* Assignment
Would you set down each line of the data below exactly?

Recorded data
+--
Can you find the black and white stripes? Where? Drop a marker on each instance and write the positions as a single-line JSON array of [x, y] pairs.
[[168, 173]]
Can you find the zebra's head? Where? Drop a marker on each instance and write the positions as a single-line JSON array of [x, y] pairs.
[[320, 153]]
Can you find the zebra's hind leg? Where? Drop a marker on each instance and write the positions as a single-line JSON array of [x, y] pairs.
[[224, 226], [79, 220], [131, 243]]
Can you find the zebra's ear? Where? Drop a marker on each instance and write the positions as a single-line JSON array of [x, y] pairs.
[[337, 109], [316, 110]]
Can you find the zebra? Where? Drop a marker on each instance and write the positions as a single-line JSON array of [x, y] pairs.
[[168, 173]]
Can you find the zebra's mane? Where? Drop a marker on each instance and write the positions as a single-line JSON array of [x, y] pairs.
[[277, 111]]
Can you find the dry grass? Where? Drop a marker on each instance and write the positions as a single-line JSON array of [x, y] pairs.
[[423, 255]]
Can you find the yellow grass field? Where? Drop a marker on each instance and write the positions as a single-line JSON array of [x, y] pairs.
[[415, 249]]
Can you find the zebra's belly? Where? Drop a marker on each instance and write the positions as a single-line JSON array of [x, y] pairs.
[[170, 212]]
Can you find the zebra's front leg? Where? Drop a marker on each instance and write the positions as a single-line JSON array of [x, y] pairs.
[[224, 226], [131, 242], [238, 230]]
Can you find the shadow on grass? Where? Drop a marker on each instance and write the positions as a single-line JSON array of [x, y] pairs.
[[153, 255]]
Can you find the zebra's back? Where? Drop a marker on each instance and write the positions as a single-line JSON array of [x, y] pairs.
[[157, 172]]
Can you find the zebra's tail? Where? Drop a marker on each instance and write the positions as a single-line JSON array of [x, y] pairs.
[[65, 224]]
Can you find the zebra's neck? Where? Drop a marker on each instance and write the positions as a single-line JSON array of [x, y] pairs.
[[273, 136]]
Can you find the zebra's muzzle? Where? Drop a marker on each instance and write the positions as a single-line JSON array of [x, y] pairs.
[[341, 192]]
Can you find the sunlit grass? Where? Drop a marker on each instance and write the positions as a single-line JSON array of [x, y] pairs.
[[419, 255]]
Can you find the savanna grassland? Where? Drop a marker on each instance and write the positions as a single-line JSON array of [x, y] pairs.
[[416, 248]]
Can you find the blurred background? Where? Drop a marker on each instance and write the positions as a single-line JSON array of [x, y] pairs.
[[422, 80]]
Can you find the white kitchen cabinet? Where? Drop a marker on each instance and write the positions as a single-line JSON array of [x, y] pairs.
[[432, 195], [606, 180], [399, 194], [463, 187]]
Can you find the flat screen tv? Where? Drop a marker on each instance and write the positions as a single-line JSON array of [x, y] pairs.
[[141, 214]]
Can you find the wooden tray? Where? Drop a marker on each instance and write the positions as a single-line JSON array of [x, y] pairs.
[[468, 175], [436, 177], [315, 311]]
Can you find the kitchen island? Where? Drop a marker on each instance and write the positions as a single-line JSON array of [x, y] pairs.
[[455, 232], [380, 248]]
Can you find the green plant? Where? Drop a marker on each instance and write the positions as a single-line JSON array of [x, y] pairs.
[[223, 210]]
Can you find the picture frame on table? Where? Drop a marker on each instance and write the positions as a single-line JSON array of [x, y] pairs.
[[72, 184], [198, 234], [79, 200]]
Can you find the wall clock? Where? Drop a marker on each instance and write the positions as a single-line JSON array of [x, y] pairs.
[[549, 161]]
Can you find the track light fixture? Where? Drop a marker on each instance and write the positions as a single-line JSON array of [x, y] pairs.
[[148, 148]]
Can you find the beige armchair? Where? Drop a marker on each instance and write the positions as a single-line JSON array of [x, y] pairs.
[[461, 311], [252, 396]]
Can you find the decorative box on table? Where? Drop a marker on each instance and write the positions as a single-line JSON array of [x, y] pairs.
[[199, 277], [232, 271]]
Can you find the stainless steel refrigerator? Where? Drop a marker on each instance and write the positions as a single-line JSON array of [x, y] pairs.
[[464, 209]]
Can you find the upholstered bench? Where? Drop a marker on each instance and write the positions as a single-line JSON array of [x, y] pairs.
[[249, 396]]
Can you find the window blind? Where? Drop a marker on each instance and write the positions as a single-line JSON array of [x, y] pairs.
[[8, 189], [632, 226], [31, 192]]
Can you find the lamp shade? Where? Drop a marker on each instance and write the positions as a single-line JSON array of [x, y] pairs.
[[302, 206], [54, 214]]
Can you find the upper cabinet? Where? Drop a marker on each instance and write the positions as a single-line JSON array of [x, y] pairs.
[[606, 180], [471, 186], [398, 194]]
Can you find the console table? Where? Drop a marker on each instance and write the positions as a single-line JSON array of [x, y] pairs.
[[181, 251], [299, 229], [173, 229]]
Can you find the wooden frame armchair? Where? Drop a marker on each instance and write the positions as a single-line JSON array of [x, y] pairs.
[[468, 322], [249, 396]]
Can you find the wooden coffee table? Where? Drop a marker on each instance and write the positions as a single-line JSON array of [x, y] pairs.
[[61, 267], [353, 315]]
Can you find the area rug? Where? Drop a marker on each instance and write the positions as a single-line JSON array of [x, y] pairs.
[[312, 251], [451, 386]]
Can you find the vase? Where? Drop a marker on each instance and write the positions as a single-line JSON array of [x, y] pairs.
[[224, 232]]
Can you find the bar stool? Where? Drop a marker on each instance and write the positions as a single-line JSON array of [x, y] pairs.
+--
* Response below
Can you find the black and white stripes? Where? Drop a marker on each instance and write the positions as a single-line JSON array of [x, y] pairs.
[[168, 173]]
Can you find the zebra's head? Where? Drop a marker on each instance and write the positions as a single-line JSON array of [x, y] pairs.
[[320, 153]]
Can you find the zebra's hind leg? Where? Drop a marker on each instance and write the positions as a single-line JSON array of [x, y] pairs.
[[224, 226], [79, 220], [131, 243]]
Can you find the zebra's ear? Where? Drop a marker on each instance and write the positions as a single-line JSON array of [x, y] pairs.
[[337, 109], [316, 110]]
Can you find the zebra? Where? Drop a marker on each instance and write the positions as a single-line JSON array of [x, y] pairs.
[[168, 173]]
Can you find the zebra's mane? Where? Drop a marker on each instance and write the positions as a single-line JSON array of [x, y] pairs.
[[277, 111]]
Can you find the dry grass? Where? Drop a marker on each instance and write the positions as a single-line JSON array of [x, y] pairs.
[[423, 255]]
Can you find the yellow grass field? Where? Drop a marker on each instance and write the positions as a single-line JSON array of [x, y] pairs.
[[415, 249]]
Can you find the zebra's belly? Where? Drop a marker on each instance and write the positions as a single-line JSON array of [x, y] pairs.
[[170, 212]]
Can you find the zebra's front leg? Where? Drop a marker on each instance and write the positions as a single-line JSON array of [x, y] pairs.
[[224, 226], [131, 242], [238, 230]]
Can you find the shadow on grass? Where? Drop a marker on each instance and write the positions as a single-line JSON array of [x, y] pairs.
[[153, 255]]
Can you find the zebra's back? Where? Drop a marker on each instance and write the positions as a single-line JSON array of [x, y] pairs.
[[157, 172]]
Can you find the zebra's tail? Where? Drop a marker on each instance and write the positions as a single-line JSON array of [x, y] pairs.
[[65, 224]]
Can you find the zebra's neck? Where? Drop a marker on each instance and write the positions as a single-line JSON array of [x, y] pairs.
[[273, 136]]
Can you find the zebra's muzzle? Where? Drop a marker on each instance and write the positions as a single-line JSON array of [x, y] pairs.
[[341, 192]]
Can you find the sunlit grass? Where? Drop a marker on each instance and write the positions as a single-line JSON array of [x, y] pairs.
[[419, 255]]
Can you find the savanna grassland? Where? Drop a marker on each instance and write the positions as a single-line JSON array of [x, y] pairs.
[[416, 248]]
Can you find the blurred background? Where? Drop a marker on each instance and write the positions as a single-line JSON array of [x, y] pairs.
[[422, 80]]
Can you find the white kitchen cabinet? Where? Drop a marker on each instance and write the positions as a single-line JSON array of [x, y] pairs.
[[432, 195], [606, 180], [399, 194], [463, 187]]
Can you find the flat screen tv? Where? Drop a marker on each instance and write the positions as a single-line JSON array of [x, y] pairs.
[[141, 214]]
Can you find the wooden tray? Where? Drop a marker on each instance and write the positions as a single-line JSON array of [x, y] pairs.
[[468, 175], [436, 177], [315, 311]]
Can you find the kitchen island? Where? Drop a marker on each instance and write the positions as a single-line JSON array of [x, y] pairs.
[[455, 232], [380, 248]]
Can you find the green plant? Where? Drop a marker on each instance and write the positions as a single-line JSON array of [x, y] pairs.
[[223, 210]]
Can you find the picture frame on table? Where? Drop a marker on each instance and write the positions as a single-line JSON array of [x, y] pairs.
[[72, 184], [198, 234], [79, 200]]
Can you find the wall clock? Where? Drop a marker on each instance and write the positions as a single-line JSON array of [x, y] pairs.
[[549, 161]]
Can you find the track light fixture? Where? Drop a marker on each instance and write the positions as a single-line JSON array of [x, y] pairs.
[[148, 148]]
Can you find the beige armchair? Where? Drop a marker on each instance and write the positions as a single-line JSON array of [x, y] pairs.
[[461, 311], [252, 396]]
Can you find the decorative box on table? Where? Drop a marker on each instance and write the positions as a single-line JSON array of [x, y] pairs.
[[199, 277], [232, 271]]
Can you find the stainless steel refrigerator? Where? Drop a marker on each instance and write the positions as a single-line JSON array of [x, y] pairs.
[[464, 209]]
Can you find the upholstered bench? Where? Drop a marker on each instance and write the positions as a single-line JSON array of [x, y] pairs.
[[249, 396]]
Can you find the window blind? Where? Drop a marker on each instance and write the positions as a single-line JSON array of [x, y] pairs.
[[8, 189], [632, 226], [31, 192]]
Can you find the lamp shade? Where? Drop a marker on each instance and write the positions as a single-line JSON array of [x, y] pairs.
[[302, 206], [54, 214]]
Can you find the upper cabinet? Where? Drop a marker on each instance and write the positions as a single-line JSON array of [x, y] pairs.
[[606, 180], [471, 186], [398, 194]]
Can you find the console table? Where? Drop a marker on each instance and write the positions as a single-line JSON array of [x, y] pairs.
[[181, 251], [299, 229], [173, 229]]
Can you find the wooden frame armchair? Where? Drop a marker on each instance and write the positions as a single-line JSON array of [x, y] pairs.
[[468, 322], [249, 396]]
Can you find the wooden coffee table? Where? Drop a marker on each instance and write the positions as a single-line JSON array of [x, y] pairs.
[[61, 267], [353, 315]]
Can you find the area rug? Where? Drop a marker on each instance and write the positions as a single-line JSON array of [x, y] pairs.
[[312, 251], [451, 386]]
Can you find the vase? Where? Drop a marker on each instance and write the positions as a single-line JSON array of [x, y] pairs.
[[224, 232]]
Can you find the bar stool? Where? Drop a marker on each instance and write the positions as a single-line JSON array of [x, y] pairs.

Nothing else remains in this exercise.